#### Task instructions:
1. According to the fundraising passage, what has Prostate Cancer UK introduced for its cyclists?
2. Pick up the fundraising passage right after its final sentence and write what comes next.

#### Document passage:
--

I think a great mass participation fundraising campaign is one that has tangible connections to a cause weaved into activities that supporters can engage with. I particularly admire Prostate Cancer UK’s Men United campaign. It engages with a ‘harder to reach’ male audience who traditionally put off talking about or reporting health concerns, by taking the message about health to them. Whether it’s on the football field, in the pub, or through relevant celebrity ambassadors, the charity works in the right environments to engage men with their health. As a result, the urgent call to fundraise under the banner of ‘Men United’ becomes relevant and important to the very audience supported by the funds raised.

 

This ethos of aligning fundraising messages with the cause is something that we aim to do at Great Ormond Street Hospital Charity too. RBC Race for the Kids, one of our biggest mass participation events, is inclusive, fun and is about spending time with family and friends. Patients running and walking alongside fundraising supporters gives us an incredible chance to show fundraisers the difference they make to those we help. Just like Men United, it really integrates the fundraising activity with its need.

 

Andy Sallnow, head of sporting events, Prostate Cancer UK:

 

We had some pretty strong feedback from one of our supporters who had ridden in another charity’s event. He said that all of the buzz from completing the event evaporated when he was presented with his finisher’s medal at the end of the ride. The shabby (his words) quality of the medal made him feel like it didn’t match up with the efforts he’d put in to ride and raising funds for the charity. Rather than seeming like a positive recognition of his work, he said it felt like an insult.

 

It’s a reminder that although we should always watch costs closely, there’s false economy in skimping on items meant to celebrate someone’s achievement and support if they make the person feel less valued and less likely to offer support in future. The small details sometimes really matter.

 

There are plenty of low-cost and free ways to recognise fundraisers’ individual support. Along with showing gratitude to our supporters by offering them decent quality charity-branded items, we’ve introduced a series of different coloured jerseys for our cyclists to recognise those who go above and beyond for us.

 

John Baguley, chair and founder of the International Fundraising Consultancy:

 

I have always loved Freedom From Torture’s Immortality Auctions where top-selling authors offer the name of a character in their next book to the highest bidder.

--

[Items from a dataset]
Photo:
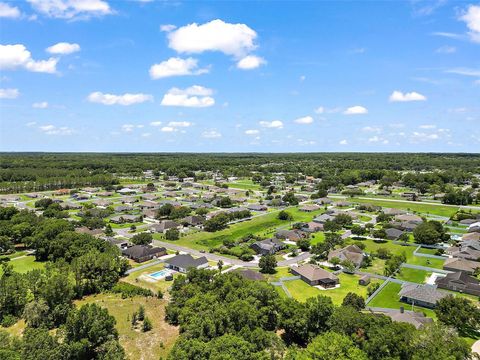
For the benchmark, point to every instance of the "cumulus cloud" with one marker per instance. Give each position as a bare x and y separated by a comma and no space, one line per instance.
40,105
446,49
304,120
356,110
250,62
216,35
9,93
54,130
167,27
7,11
275,124
252,132
176,67
194,96
211,134
63,48
70,9
472,18
17,56
398,96
125,99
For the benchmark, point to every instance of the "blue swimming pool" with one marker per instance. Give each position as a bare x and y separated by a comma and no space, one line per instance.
160,274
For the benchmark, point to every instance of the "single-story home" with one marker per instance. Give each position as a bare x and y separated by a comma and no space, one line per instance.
315,275
183,263
421,294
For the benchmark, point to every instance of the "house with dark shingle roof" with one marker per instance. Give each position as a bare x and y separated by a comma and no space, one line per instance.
315,275
421,294
182,263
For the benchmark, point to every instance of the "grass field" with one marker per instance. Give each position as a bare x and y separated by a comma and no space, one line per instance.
388,298
138,345
413,275
301,291
25,264
440,210
264,226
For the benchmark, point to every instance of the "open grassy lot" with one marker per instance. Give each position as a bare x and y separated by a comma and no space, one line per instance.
301,291
440,210
388,298
138,345
264,226
413,275
24,264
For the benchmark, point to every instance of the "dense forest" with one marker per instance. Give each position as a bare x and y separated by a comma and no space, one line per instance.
20,172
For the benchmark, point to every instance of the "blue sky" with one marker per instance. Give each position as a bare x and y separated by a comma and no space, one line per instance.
99,75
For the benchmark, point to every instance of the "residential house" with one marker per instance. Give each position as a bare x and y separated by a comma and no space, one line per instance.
461,282
268,246
393,234
424,295
351,252
315,275
164,225
142,253
183,263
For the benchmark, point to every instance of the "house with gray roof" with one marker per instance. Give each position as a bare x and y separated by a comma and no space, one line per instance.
424,295
182,263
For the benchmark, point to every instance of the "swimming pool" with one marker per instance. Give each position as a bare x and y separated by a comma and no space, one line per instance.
160,274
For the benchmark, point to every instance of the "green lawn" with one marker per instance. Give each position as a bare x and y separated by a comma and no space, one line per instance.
413,275
440,210
25,264
301,291
264,226
388,298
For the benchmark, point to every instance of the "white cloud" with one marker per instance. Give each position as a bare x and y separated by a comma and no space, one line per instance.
179,124
17,56
40,105
7,11
54,130
472,18
69,9
252,132
194,96
275,124
176,67
167,27
63,48
250,62
304,120
125,99
374,129
356,110
231,39
9,93
465,72
211,134
398,96
446,49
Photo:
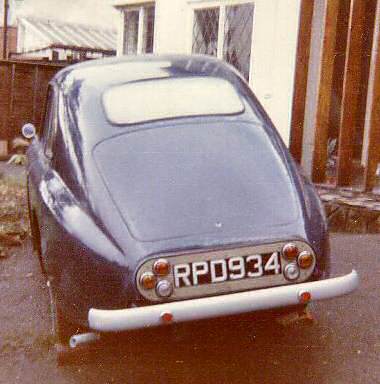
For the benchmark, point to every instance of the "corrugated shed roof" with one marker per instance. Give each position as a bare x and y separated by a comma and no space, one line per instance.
72,35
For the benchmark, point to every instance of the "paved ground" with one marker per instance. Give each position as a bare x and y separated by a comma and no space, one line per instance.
342,347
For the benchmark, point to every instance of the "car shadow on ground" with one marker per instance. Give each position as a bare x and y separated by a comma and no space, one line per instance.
231,350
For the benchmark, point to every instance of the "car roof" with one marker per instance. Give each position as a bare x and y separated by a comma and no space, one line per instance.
83,85
118,70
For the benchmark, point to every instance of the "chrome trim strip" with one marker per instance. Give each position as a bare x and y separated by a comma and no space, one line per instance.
215,306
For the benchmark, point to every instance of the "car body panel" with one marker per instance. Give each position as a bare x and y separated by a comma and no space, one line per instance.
99,221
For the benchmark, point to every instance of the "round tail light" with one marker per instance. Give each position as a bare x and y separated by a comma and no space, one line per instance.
290,251
292,272
164,288
161,267
148,280
305,260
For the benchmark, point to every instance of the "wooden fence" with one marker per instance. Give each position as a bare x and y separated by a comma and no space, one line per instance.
340,101
23,87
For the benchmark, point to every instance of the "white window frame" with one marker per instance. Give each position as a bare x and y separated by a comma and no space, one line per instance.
195,5
140,29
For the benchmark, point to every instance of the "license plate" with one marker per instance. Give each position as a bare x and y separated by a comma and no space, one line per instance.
228,269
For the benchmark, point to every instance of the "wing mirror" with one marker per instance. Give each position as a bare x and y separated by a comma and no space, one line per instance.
28,130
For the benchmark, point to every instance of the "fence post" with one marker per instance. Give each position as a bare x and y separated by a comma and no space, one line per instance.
351,92
300,79
372,118
324,91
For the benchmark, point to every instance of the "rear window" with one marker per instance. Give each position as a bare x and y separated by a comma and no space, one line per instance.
169,98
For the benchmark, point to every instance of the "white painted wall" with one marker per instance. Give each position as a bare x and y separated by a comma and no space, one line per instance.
274,47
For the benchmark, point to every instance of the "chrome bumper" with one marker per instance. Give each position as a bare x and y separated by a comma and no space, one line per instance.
208,307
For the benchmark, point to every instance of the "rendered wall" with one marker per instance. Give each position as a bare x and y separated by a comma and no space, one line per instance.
273,54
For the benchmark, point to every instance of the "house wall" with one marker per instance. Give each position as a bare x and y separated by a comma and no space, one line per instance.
274,44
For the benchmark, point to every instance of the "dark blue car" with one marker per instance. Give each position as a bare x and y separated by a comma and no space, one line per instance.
160,192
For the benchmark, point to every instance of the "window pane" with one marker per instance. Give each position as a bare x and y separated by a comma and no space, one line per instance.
205,31
148,32
238,37
131,25
168,98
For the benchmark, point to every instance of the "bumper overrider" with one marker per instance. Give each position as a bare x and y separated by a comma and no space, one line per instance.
100,320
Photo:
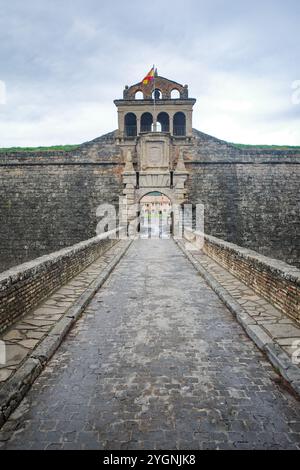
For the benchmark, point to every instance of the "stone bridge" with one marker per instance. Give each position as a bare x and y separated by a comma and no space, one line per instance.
150,344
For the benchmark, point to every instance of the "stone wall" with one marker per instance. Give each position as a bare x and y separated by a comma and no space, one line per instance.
251,196
276,281
23,287
48,200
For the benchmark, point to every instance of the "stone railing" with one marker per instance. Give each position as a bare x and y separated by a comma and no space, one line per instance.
24,286
276,281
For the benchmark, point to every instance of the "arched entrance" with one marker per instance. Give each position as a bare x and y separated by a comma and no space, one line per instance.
155,216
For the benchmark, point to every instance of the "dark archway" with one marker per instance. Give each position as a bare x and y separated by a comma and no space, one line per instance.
163,119
146,122
155,215
179,124
130,125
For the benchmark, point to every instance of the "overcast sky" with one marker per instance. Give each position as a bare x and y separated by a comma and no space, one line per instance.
63,62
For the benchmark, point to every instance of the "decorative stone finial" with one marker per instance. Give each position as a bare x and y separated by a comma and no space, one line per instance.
180,167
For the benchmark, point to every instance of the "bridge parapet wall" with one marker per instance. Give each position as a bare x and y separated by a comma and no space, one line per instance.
276,281
25,286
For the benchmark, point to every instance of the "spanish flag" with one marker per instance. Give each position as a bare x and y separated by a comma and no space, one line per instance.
149,77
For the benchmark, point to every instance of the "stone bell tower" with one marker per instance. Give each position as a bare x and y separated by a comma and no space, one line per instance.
154,133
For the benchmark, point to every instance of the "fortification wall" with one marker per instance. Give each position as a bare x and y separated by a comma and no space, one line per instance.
48,200
251,196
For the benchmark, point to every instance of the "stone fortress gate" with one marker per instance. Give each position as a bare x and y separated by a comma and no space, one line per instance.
154,132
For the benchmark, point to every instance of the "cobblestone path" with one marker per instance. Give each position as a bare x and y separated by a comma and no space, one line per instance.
156,362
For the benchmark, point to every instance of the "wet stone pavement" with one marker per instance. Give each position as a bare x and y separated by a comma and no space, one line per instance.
156,362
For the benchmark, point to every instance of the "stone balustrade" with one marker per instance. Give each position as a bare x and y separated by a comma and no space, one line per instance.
26,285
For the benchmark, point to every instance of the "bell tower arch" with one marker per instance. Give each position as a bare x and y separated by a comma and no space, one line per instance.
155,132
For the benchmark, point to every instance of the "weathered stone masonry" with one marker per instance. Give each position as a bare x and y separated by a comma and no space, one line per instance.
48,200
23,287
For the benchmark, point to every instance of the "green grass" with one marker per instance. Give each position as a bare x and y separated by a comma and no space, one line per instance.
64,148
267,147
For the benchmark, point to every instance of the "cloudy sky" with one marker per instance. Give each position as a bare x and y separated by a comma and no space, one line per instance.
63,62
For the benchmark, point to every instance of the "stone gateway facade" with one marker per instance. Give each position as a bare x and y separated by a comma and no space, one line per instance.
48,200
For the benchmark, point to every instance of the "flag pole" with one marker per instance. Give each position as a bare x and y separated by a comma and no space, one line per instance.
154,107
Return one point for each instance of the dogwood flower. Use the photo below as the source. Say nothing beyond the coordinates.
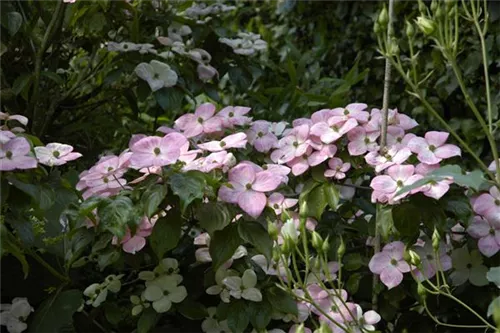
(247, 188)
(389, 263)
(468, 267)
(55, 154)
(243, 287)
(202, 121)
(14, 155)
(164, 292)
(337, 168)
(157, 74)
(236, 140)
(488, 233)
(154, 151)
(432, 149)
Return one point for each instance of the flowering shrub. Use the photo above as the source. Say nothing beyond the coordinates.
(220, 222)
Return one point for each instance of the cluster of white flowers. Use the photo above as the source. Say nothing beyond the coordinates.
(13, 316)
(98, 292)
(162, 287)
(247, 43)
(201, 12)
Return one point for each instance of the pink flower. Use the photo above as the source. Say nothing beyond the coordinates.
(202, 121)
(390, 264)
(247, 188)
(392, 157)
(237, 140)
(13, 155)
(433, 149)
(385, 187)
(55, 154)
(361, 142)
(334, 128)
(261, 137)
(293, 145)
(429, 261)
(278, 202)
(488, 205)
(488, 233)
(155, 151)
(234, 116)
(337, 168)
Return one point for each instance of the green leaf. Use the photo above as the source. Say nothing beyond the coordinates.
(237, 316)
(406, 217)
(147, 321)
(255, 234)
(332, 194)
(192, 310)
(166, 234)
(56, 312)
(471, 180)
(260, 314)
(188, 187)
(169, 99)
(15, 20)
(281, 301)
(223, 244)
(213, 216)
(152, 198)
(384, 221)
(115, 216)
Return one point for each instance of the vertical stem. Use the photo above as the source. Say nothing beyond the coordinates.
(383, 138)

--

#### Results by task:
1. A series of different colored jerseys to recognize cyclists who go above and beyond.

2.
What I have learnt from this is that innovation is based on the past. Participants in last year’s event included William Boyd, Louis de Bernières, Tracy Chevalier, Jonathan Coe, Esther Freud, Linda Grant, Ian McEwan, Michael Morpurgo, Maggie O’Farrell, Philip Pullman and Rose Tremain. I await the clever charity that applies the idea to films, or simply chooses other innovative things to sell like the models of buildings that architects develop and which clog up their attics. There, I have given away two great ideas!

 

The other thing to take away and apply is that people are looking for unique opportunities, but these are usually reserved for their wealthy supporters as part of cultivation programmes, such as evenings in their patron’s home. It is great to see mass participation possibilities (yes, you can bid online too) opening up for us all. Of course, I am prejudiced as I helped set up their first Immortality Auction, but I remain a devoted fan.

 

Matthew Cull, deputy director of fundraising, Blue Cross:

 

The single most important thing to bear in mind when you are organising a mass participation event is simplicity. These days people consume ideas at speed so if your event is not easy to understand then you have lost your audience before you have even begun.

 

Your idea needs to be fun, easy to do and easy to share. The challenge then is to link the activity to a part of your charity's work so a key message is shared and learnt by everyone taking part, even if it is learnt subconsciously. People do not want to be lectured or patronised; they want to be engaged in a way that makes them smile first and think afterwards. And to then want to tell their friends all about it.

 

Simple does not mean shallow. A strong mass participation event can get a strong message across in under ten seconds.